:: Entries ::

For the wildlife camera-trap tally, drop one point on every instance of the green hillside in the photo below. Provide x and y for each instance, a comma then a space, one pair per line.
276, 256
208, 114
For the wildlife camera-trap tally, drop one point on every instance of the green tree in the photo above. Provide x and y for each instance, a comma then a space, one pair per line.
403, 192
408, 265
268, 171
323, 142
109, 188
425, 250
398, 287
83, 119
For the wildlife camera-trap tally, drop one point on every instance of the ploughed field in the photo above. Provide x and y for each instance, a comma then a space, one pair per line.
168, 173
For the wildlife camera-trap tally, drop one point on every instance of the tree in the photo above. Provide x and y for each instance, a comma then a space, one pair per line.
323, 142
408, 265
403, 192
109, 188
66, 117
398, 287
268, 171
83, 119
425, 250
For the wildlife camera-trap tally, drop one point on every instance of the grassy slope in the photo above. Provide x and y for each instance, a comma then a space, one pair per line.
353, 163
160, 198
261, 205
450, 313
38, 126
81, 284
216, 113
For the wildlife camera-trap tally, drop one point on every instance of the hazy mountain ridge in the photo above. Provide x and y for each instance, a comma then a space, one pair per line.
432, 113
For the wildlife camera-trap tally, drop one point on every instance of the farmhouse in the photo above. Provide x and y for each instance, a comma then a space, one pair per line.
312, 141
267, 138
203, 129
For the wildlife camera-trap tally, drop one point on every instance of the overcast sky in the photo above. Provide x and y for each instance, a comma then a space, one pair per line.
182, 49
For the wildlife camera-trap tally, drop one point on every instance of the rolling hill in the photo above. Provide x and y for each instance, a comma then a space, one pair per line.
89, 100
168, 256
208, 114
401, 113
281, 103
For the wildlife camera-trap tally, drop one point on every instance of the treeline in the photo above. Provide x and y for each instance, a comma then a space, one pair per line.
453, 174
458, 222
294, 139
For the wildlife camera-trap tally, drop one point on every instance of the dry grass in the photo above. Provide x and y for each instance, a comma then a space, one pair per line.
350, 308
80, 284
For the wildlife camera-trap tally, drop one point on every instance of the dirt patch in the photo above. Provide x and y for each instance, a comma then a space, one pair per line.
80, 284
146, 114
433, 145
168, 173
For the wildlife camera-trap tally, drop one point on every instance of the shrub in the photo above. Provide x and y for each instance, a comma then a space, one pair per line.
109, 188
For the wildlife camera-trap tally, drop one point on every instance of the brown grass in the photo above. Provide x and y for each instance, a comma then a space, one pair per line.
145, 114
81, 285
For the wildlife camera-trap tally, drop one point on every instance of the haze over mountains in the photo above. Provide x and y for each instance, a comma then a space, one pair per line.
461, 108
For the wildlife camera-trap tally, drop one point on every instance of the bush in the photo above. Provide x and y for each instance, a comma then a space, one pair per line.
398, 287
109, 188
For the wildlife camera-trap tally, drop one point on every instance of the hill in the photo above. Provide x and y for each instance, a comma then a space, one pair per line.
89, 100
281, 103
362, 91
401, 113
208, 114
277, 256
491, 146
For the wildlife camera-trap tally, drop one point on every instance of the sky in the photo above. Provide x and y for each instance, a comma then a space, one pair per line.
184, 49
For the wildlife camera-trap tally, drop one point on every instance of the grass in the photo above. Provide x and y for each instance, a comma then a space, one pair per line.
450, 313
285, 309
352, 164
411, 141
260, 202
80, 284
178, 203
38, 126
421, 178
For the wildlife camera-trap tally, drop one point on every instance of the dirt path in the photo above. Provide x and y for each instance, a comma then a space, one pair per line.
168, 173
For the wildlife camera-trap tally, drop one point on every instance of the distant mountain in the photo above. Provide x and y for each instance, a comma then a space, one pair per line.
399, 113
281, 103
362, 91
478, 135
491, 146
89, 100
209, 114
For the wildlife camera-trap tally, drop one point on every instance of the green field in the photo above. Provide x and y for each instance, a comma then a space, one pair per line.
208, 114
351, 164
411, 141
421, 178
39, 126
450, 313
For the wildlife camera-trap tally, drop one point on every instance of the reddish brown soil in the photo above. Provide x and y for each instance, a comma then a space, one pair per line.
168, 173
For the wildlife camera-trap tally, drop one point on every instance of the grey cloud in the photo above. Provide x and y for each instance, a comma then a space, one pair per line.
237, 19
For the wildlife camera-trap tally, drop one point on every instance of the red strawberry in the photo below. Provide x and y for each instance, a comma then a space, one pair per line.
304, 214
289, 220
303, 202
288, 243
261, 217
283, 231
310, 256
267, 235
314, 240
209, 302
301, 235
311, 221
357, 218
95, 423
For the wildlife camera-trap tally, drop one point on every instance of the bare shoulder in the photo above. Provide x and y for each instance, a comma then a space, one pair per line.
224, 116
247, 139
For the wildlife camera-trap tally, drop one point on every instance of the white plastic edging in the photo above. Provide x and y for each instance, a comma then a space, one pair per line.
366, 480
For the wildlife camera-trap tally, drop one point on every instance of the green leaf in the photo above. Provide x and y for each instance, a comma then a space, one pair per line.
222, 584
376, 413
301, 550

:::

--- Direction ---
Could you retype, with no changes, every line of the items above, starting with the line that contains "of the white" and going on through the final line?

--- Solution to this task ---
For the wildlife camera-trap tally, drop one point on every instance of the white plastic edging in the photo above. Provide x and y for each instance, a comma then a space, one pair per line.
366, 480
For the wildlife camera-trap tally, drop one point on every instance of the green leaf in the photo above. Provide x and y for each instance, a comma then a space, one pair per line.
222, 584
376, 413
301, 550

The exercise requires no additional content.